[Point annotation dataset records]
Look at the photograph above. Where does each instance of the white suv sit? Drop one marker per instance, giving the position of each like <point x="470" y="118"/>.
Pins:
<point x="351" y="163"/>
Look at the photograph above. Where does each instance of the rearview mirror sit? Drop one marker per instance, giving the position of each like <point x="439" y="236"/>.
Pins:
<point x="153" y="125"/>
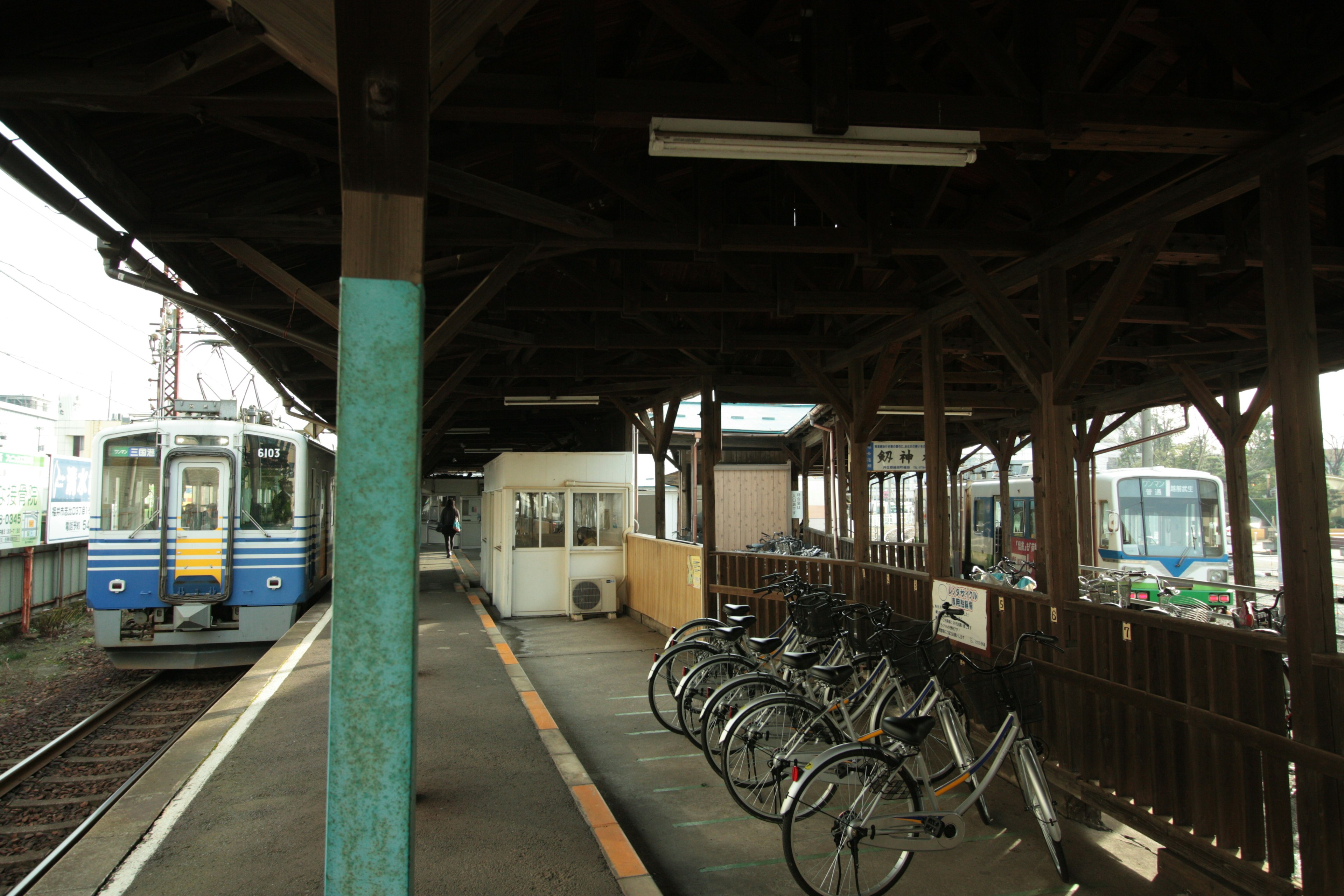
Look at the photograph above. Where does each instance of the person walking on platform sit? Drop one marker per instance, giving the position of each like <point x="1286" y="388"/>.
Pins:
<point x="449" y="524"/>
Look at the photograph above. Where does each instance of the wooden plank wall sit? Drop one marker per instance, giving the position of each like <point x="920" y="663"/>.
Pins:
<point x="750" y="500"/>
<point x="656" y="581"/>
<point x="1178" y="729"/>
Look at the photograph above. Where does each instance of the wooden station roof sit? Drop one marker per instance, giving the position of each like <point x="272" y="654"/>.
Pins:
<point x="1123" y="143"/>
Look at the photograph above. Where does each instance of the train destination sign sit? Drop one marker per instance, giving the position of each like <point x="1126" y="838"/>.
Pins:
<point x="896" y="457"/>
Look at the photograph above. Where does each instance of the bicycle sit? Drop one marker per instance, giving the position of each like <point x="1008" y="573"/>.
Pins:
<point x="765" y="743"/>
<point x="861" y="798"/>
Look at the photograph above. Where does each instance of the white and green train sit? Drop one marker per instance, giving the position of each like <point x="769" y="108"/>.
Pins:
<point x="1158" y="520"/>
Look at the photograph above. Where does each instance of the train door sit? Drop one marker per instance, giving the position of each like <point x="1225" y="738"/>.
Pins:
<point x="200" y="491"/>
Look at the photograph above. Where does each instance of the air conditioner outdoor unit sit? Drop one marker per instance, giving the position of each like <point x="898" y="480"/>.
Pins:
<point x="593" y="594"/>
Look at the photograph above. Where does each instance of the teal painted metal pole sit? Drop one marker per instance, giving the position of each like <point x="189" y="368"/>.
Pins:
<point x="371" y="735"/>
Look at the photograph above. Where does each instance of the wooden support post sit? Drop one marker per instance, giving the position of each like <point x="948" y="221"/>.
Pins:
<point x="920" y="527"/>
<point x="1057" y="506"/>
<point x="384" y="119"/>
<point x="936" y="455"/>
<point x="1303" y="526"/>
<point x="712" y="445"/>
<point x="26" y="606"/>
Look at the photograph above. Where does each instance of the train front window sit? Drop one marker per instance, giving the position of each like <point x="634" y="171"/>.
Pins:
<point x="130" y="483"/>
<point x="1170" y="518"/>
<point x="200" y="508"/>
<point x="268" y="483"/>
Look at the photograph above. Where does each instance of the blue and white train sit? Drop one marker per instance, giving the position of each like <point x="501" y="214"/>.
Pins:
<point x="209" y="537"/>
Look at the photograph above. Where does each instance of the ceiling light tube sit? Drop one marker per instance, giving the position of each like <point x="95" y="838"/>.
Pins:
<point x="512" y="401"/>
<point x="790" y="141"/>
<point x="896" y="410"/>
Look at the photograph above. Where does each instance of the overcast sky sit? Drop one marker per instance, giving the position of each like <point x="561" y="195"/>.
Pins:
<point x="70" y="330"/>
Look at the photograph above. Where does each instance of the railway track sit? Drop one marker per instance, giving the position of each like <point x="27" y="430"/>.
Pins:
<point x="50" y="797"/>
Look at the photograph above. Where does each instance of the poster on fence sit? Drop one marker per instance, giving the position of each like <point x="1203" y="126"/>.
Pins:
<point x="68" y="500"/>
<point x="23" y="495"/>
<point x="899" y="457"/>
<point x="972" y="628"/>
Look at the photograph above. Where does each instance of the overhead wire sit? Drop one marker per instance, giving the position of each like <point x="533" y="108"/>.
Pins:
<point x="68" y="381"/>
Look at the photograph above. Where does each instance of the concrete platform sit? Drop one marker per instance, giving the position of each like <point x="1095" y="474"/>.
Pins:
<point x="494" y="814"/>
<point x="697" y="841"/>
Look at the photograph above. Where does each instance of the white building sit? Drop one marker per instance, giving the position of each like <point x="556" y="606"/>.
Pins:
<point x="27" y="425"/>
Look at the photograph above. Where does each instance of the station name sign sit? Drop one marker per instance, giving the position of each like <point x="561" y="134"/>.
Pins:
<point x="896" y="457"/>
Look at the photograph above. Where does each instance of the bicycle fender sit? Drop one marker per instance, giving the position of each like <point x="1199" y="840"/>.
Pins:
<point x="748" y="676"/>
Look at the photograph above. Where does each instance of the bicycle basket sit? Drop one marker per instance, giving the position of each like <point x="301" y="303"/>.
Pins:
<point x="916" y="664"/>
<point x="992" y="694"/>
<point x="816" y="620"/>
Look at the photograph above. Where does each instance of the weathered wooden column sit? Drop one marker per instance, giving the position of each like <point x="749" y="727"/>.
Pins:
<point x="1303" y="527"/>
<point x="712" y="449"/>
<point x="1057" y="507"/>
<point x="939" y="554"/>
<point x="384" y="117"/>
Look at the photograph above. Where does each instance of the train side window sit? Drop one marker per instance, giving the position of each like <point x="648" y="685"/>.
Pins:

• _BRIEF_
Leave out all pictures, then copy the remaining material exactly.

• _CORRECT RESPONSE_
Look at the photograph above. Where does each instance of the white suv sit? Drop one marker per instance, giving the position of each like <point x="470" y="118"/>.
Pins:
<point x="351" y="163"/>
Look at the photograph above. Where does each instance of the rearview mirror sit? Drop one marker per instance, giving the position of each like <point x="439" y="236"/>.
Pins:
<point x="153" y="125"/>
Look at the photograph above. Where does each instance of the person walking on platform sit? Drop one marker per instance, giving the position of each like <point x="1286" y="388"/>.
Pins:
<point x="449" y="524"/>
Look at the photograph above. Where does each instance of the wooden plank wall sit? Drop one marker per instance, giving the position of each like <point x="920" y="663"/>.
Pins:
<point x="750" y="500"/>
<point x="656" y="581"/>
<point x="1178" y="729"/>
Look at the photograph above. Where does each instance of the wooden station roof sit? Drop one marker per instance, giving the position of each like <point x="272" y="654"/>.
Pins:
<point x="1123" y="143"/>
Look at the photograph above. Where does each instance of the train destination sign sit? Drop one marker per instance, giving the position of each like <point x="1126" y="838"/>.
Pins:
<point x="896" y="457"/>
Look at the photograph above. Where does each instance of the bicycle sit? Drop one marker per instance, giving the position of each like <point x="1008" y="573"/>.
Pins:
<point x="765" y="743"/>
<point x="861" y="798"/>
Look at the photograph above. Where does each instance of the white and green train sit? Drop one marker per instance, giving the position of each like <point x="769" y="108"/>.
Pins:
<point x="1158" y="520"/>
Look at the photograph above. Where does each instance of the train door sit? Drop one marker per instance, giving the position of each like <point x="1225" y="738"/>.
Pins:
<point x="200" y="491"/>
Look at the photograph above. Where does each instance of the air conditioner outdoor unit sit? Drop one marker per instance, giving the position of each like <point x="898" y="480"/>.
Pins:
<point x="593" y="594"/>
Look at the photograph above. Where does each instance of the teal painted metal pole sit? Drop one marker per instance, giving the position of each like <point x="189" y="368"/>.
Pins:
<point x="371" y="735"/>
Look at the photograph above. Where does each instance of the wooden support post sit? Drop one marker per instance, giving the position of each like <point x="948" y="221"/>.
Pins:
<point x="920" y="527"/>
<point x="1057" y="506"/>
<point x="384" y="119"/>
<point x="936" y="455"/>
<point x="1303" y="526"/>
<point x="712" y="445"/>
<point x="26" y="606"/>
Look at the photograph above. Where does each instance of the train front window sit? Drop one marker per instance, giving the position of each like <point x="634" y="171"/>.
Pins:
<point x="130" y="483"/>
<point x="1170" y="518"/>
<point x="200" y="508"/>
<point x="268" y="483"/>
Look at the photograph above. Where does each instance of the blue and white train sit? Drop one marker per instance, giving the position of each like <point x="501" y="214"/>.
Pins:
<point x="209" y="537"/>
Look at the photograph above. Where does each instance of the ceiling light tube sit? Drop one marker per instance, giving the position of each like <point x="95" y="838"/>.
Pins:
<point x="512" y="401"/>
<point x="790" y="141"/>
<point x="896" y="410"/>
Look at the photograph above. Where does each instance of the overcast sky sit? Drop one marker per instance, giving the position of each like <point x="561" y="195"/>.
Pins:
<point x="70" y="330"/>
Look at the photograph above. Where does each instance of the railway track sit? Drop one marker per instance, giving the position of each like <point x="27" y="430"/>.
Pins:
<point x="50" y="797"/>
Look at the photograph above. Where does each instance of the poster on fence sit? Drop one marker per instance, giving the position of each like <point x="1203" y="126"/>.
Pins:
<point x="68" y="500"/>
<point x="23" y="495"/>
<point x="899" y="457"/>
<point x="972" y="628"/>
Look at the photograph above. Where does each instance of the overhead wire sit? Drop one marker per instance, giving the position of each like <point x="533" y="108"/>.
Pins:
<point x="68" y="381"/>
Look at the photograph above. Where does each instance of the concrete platform sit? Drop one marker per instance, giving the position of each like <point x="1095" y="474"/>.
Pins:
<point x="494" y="814"/>
<point x="697" y="841"/>
Look at the photograph above. Where does each instance of the white building sit? Drop one marker per instance, giving the position of each like <point x="556" y="606"/>.
Pins:
<point x="27" y="425"/>
Look at the photograph above. Where does each instance of the station name sign sit? Drop one marker per instance, giving the position of each like <point x="561" y="134"/>.
Pins:
<point x="896" y="457"/>
Look at the photograph above. Where does each instance of the bicycle fender sit? Drop one marker per instance, giving the position of each like <point x="1199" y="840"/>.
Pins:
<point x="748" y="676"/>
Look at the photograph above. Where does each instance of the bicycle basket sit? Drop one marker per instance, giving the position of each like <point x="301" y="303"/>.
Pins:
<point x="916" y="664"/>
<point x="992" y="694"/>
<point x="816" y="620"/>
Look at the photograph above. Where does each instance of the weathered wooden column sit? Drop one marker per instance, giving the position of each like <point x="749" y="727"/>.
Pins:
<point x="1303" y="527"/>
<point x="712" y="449"/>
<point x="1057" y="507"/>
<point x="939" y="554"/>
<point x="384" y="117"/>
Look at the photograph above. Where does each instance of the train side window sit? Drop one marker per instance, giving the position of each like <point x="648" y="685"/>.
Pins:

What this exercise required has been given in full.